------ Record excerpts

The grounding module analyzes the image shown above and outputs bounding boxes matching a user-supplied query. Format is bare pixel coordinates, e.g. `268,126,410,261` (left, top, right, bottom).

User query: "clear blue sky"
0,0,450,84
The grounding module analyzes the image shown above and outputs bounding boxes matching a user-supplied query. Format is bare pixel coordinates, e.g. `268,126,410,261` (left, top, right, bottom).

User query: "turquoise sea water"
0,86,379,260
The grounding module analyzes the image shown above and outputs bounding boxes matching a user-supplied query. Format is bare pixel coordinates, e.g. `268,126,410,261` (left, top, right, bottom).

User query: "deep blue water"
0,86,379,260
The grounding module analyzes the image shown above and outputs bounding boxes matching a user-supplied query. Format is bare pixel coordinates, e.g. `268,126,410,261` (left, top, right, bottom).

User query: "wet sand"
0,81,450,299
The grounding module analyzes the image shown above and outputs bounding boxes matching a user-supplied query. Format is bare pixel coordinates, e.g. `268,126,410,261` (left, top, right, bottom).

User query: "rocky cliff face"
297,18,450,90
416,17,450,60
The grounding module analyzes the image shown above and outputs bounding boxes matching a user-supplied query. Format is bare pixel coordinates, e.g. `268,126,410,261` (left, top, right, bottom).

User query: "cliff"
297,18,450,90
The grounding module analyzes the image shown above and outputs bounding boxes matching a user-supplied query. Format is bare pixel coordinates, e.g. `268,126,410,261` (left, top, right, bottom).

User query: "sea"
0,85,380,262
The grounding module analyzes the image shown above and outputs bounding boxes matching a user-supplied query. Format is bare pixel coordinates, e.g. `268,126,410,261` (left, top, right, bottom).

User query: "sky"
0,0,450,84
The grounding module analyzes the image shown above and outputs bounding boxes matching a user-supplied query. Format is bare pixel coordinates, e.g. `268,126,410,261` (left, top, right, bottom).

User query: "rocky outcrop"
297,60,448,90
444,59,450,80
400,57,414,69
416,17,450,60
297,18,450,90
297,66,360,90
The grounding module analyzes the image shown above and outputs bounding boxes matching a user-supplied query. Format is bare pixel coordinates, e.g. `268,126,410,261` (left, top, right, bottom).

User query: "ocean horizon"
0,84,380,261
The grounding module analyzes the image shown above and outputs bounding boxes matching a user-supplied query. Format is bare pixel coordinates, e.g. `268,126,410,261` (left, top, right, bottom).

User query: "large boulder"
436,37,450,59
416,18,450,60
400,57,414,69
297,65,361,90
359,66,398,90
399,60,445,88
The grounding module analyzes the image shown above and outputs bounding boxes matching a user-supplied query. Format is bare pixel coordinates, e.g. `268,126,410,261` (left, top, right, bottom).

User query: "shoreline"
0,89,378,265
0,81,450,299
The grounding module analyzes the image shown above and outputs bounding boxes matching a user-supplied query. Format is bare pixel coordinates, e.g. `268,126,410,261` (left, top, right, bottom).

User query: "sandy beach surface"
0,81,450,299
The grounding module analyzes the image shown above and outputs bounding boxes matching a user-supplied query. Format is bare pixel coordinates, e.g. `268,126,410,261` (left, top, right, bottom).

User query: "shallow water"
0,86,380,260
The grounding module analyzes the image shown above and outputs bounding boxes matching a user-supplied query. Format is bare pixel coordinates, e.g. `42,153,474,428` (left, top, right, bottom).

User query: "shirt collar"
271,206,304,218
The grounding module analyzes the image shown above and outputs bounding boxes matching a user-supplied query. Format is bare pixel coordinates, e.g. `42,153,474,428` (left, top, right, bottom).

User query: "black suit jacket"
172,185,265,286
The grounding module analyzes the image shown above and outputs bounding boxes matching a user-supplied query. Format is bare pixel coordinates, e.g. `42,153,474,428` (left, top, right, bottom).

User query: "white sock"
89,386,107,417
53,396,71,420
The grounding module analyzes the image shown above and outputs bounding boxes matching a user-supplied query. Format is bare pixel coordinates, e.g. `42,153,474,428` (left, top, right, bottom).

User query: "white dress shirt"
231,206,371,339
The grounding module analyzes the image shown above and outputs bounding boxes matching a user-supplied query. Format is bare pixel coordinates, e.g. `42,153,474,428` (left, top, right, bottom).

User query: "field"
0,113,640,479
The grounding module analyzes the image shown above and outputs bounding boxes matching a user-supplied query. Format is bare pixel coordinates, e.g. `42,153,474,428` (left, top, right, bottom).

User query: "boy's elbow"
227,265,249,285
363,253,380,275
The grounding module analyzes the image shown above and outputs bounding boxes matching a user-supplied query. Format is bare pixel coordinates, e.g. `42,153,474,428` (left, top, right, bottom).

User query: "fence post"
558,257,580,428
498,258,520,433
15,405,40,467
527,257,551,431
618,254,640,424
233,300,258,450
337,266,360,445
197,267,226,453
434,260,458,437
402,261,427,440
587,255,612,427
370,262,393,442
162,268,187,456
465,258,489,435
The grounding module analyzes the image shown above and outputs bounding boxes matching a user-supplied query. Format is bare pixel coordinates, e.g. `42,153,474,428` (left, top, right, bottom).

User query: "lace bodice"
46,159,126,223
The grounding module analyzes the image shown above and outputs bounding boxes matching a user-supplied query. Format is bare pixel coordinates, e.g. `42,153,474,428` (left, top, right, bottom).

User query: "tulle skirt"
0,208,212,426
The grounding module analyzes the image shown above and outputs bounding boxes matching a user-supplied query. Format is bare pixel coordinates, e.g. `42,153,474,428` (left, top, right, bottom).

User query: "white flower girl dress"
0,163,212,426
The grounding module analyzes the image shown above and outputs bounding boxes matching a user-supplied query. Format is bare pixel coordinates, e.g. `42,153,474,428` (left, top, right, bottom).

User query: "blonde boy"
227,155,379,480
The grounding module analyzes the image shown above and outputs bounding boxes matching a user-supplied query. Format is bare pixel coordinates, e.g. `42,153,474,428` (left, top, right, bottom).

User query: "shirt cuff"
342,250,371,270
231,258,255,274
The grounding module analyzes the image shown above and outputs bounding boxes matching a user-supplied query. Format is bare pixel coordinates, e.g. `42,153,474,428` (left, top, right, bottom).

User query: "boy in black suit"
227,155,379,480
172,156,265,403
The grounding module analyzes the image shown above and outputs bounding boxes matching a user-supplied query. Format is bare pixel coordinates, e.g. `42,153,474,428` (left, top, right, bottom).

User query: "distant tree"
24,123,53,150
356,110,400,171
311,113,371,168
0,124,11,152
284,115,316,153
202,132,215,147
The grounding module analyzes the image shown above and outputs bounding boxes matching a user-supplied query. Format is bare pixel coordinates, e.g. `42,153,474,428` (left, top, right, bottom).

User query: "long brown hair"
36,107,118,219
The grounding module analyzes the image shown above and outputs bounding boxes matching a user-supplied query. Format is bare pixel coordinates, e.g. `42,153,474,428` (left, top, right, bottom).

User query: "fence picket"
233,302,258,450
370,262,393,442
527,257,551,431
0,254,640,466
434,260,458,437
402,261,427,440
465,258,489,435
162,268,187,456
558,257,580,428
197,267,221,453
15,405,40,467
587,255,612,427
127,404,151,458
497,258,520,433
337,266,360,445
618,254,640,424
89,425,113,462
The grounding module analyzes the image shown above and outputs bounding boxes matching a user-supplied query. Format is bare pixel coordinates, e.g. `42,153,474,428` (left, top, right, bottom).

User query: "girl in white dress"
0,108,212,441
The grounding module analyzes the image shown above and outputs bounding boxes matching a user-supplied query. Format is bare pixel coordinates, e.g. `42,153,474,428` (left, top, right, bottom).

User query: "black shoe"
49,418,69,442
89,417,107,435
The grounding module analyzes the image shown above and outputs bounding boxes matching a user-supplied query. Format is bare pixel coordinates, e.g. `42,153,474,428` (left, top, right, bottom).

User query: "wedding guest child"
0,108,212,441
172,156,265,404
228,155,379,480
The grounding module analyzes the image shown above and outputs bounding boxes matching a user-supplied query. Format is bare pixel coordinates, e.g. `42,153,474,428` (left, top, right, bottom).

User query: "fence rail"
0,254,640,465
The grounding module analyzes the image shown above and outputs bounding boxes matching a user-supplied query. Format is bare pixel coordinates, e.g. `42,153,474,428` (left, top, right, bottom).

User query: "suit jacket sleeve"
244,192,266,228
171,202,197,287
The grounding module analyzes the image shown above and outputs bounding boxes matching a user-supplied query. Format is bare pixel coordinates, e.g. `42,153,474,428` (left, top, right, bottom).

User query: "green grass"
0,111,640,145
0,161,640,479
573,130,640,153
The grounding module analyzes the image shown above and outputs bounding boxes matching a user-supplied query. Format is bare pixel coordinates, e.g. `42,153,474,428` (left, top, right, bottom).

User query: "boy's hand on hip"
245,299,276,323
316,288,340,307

------------

### What the task asks
Show every line of the entries above that contains the word "blue", matching case exactly.

### Correct answer
User query: "clear blue sky"
User query: "deep blue water"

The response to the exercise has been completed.